## DESCRIPTION OF THE TASK
Repeat verbatim the lines of the data below, beginning with the line containing "Point out the octagonal" and continuing to the end.

Location labeling records

>> START

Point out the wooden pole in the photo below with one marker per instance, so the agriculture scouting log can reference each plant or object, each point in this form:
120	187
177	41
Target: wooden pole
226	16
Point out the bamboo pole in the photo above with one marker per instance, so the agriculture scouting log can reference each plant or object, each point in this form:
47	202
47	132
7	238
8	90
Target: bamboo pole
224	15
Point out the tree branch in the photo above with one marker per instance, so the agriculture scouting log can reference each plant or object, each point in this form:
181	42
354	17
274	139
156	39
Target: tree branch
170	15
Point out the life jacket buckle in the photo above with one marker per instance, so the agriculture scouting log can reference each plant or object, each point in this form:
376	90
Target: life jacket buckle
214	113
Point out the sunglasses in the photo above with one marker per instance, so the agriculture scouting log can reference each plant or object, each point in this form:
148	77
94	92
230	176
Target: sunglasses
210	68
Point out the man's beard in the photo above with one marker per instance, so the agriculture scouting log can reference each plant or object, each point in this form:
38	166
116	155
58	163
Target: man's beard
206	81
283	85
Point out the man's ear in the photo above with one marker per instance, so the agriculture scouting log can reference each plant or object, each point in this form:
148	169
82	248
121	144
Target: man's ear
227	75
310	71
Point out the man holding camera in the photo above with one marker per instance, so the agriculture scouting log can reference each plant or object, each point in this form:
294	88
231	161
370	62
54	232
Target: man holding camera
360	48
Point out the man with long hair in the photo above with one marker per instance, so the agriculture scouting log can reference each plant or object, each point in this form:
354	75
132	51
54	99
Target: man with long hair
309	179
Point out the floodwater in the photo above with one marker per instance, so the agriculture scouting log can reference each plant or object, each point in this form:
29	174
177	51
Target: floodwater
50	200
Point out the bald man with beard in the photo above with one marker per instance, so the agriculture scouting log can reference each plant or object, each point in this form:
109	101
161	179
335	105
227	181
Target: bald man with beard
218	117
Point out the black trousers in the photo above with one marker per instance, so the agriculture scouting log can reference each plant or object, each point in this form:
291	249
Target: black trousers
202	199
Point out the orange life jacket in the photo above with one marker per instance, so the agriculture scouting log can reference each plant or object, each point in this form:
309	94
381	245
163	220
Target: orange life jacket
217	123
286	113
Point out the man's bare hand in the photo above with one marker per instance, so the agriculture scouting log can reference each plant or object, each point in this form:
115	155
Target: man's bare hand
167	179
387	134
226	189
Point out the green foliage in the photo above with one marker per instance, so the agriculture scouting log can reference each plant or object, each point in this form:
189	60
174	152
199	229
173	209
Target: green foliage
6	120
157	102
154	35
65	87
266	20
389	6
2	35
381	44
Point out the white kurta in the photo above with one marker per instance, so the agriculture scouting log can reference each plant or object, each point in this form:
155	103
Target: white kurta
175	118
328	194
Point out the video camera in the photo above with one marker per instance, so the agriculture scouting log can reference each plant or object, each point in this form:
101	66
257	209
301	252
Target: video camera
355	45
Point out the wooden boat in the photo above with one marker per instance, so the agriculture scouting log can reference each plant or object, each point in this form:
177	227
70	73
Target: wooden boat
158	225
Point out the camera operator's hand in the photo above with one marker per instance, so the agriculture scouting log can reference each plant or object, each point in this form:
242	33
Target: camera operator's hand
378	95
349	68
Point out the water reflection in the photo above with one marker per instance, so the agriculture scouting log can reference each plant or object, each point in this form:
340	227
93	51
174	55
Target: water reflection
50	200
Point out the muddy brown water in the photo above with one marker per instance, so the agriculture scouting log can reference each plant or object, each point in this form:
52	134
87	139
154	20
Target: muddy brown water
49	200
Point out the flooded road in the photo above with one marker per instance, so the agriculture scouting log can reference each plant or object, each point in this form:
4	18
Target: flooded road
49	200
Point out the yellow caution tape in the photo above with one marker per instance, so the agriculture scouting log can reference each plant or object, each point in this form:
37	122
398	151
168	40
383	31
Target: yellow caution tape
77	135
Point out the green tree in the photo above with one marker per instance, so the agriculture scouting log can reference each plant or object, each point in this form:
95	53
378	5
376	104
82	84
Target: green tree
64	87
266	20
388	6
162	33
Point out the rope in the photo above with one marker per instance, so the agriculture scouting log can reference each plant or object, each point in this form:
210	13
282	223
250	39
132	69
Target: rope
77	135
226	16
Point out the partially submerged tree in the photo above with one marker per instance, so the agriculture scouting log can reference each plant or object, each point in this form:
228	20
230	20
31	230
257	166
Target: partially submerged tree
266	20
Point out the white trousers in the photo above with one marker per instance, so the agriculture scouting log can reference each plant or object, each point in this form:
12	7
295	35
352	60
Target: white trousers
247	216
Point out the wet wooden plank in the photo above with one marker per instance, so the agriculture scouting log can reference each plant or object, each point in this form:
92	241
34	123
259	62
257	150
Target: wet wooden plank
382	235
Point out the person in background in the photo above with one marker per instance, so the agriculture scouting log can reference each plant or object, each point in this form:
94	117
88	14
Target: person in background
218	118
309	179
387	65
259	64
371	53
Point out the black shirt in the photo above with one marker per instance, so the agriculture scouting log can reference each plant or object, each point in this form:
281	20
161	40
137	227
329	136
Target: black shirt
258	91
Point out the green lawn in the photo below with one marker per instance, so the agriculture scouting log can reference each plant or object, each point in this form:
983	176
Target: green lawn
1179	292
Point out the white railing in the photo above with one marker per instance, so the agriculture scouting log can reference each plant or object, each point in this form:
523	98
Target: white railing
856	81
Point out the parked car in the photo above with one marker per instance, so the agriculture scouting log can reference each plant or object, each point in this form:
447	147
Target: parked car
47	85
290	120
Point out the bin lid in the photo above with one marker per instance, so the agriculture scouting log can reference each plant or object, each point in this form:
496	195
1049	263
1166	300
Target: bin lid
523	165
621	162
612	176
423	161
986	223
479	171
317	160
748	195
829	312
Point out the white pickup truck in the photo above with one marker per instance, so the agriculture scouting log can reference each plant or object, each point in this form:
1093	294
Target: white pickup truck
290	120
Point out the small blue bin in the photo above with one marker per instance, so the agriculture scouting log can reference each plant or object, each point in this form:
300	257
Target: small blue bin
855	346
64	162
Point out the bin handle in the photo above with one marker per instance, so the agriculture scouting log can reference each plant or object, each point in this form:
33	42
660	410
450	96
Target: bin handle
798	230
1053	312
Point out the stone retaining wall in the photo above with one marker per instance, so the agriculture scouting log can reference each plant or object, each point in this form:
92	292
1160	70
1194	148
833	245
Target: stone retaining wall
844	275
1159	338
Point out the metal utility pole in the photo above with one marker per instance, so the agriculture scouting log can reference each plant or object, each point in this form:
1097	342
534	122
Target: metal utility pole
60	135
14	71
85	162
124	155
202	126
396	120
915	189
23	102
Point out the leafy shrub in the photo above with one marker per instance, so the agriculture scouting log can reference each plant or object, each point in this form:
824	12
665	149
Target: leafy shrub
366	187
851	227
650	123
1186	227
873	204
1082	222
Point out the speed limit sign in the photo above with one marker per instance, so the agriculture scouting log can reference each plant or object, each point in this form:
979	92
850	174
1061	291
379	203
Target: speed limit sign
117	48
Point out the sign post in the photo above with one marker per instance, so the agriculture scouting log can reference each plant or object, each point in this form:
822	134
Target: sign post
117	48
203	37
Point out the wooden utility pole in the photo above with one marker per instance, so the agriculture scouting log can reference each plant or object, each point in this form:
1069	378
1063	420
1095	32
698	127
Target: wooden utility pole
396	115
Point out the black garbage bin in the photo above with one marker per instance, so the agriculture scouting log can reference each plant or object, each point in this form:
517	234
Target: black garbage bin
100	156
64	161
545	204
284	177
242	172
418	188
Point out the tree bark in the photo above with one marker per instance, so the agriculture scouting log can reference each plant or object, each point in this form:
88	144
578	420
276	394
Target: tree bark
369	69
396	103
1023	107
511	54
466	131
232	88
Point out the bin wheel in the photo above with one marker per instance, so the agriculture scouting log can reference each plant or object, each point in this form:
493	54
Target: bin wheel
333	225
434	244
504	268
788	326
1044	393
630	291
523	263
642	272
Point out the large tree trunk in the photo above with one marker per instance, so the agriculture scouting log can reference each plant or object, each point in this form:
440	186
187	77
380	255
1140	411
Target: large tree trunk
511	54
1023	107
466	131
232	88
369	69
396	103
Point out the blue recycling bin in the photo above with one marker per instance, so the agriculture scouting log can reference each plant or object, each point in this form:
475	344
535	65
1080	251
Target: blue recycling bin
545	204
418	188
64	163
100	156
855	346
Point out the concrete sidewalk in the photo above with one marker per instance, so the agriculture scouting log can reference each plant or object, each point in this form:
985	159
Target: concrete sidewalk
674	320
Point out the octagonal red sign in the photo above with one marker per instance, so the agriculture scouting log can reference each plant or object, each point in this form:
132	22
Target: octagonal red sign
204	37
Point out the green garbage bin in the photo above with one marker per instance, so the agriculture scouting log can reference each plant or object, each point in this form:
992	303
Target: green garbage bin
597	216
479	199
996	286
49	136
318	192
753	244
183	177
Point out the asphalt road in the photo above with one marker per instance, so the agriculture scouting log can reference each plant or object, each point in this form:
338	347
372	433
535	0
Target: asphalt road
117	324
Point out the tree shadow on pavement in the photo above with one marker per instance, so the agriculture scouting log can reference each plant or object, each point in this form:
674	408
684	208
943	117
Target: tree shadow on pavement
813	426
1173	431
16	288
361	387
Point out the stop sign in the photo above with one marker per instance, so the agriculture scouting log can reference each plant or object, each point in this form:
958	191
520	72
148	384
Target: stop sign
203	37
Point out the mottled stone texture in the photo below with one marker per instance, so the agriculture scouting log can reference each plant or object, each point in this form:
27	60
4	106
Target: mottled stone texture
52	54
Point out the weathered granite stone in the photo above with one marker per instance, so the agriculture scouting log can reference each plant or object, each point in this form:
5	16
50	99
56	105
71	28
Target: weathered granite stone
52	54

>> END

## REPLY
Point out the octagonal red sign in the photo above with one marker per instance, so the agriculture scouting log can reference each plant or object, each point in this form:
132	22
Target: octagonal red sign
204	37
Point out the green garbage bin in the photo above with one marker per instance, so the agriculture scouting log can reference each plant or object, each point in this form:
992	303
Target: green garbage bin
597	216
479	199
996	286
49	136
318	192
753	244
183	177
Point out the asphalt road in the photo above with one marker per instance, so the agriculture scouting log can reference each plant or object, each point in this form:
338	347
372	433
535	0
Target: asphalt road
117	324
Point out the tree shadow on pavement in the photo above with one marker per instance, so the agriculture scouting log can reference each plant or object, each point in this form:
674	408
684	208
943	117
Target: tree shadow on pavement
813	426
1173	431
16	288
361	387
Point out the stop sign in the photo above with one marker per instance, so the agriculture scouting log can reference each plant or object, each point in this form:
958	191
520	72
148	384
Target: stop sign
203	37
Point out the mottled stone texture in the photo below with one marker per instance, so the agriculture scouting log can reference each plant or object, each point in this form:
27	60
4	106
Target: mottled stone texture
52	54
Point out the weathered granite stone in the photo above with one marker per instance, so the agriculture scouting log can reference each plant or object, each point in this form:
5	16
50	99
56	105
71	28
Target: weathered granite stone
52	54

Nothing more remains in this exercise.